_BRIEF_
Please repeat the line that contains "[pin] person in" and every line after it, exactly, through the end of the records.

== DATASET ==

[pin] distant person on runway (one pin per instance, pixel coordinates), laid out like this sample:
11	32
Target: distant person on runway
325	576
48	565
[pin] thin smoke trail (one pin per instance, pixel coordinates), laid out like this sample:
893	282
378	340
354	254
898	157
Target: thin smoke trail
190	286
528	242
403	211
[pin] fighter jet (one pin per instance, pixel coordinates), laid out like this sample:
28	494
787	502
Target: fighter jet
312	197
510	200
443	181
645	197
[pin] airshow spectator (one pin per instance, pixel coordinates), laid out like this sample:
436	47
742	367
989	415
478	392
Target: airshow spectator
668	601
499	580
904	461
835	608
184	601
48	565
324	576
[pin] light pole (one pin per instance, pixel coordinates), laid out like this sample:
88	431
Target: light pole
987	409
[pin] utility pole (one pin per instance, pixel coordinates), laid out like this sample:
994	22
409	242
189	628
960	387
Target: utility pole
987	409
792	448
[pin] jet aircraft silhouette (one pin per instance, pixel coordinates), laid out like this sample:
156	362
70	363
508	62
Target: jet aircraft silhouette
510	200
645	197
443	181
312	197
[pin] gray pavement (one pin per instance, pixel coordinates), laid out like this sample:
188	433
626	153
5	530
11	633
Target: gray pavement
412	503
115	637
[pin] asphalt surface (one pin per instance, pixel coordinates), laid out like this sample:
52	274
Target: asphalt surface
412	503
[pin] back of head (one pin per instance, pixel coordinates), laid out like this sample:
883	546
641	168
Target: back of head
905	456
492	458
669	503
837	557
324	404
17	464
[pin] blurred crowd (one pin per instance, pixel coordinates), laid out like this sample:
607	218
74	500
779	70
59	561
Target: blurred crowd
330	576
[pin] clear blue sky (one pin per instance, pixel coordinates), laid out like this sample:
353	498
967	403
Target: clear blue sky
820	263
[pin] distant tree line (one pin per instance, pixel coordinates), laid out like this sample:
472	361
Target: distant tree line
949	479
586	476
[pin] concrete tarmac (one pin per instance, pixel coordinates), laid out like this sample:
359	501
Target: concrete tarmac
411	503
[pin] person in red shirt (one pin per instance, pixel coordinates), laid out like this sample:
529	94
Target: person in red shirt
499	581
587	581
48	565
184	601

===

_THE ANSWER_
[pin] person in red shirt (one pin per instance, pixel coordinates), laid out like this sample:
529	94
Target: person in red shirt
499	581
587	581
48	565
184	601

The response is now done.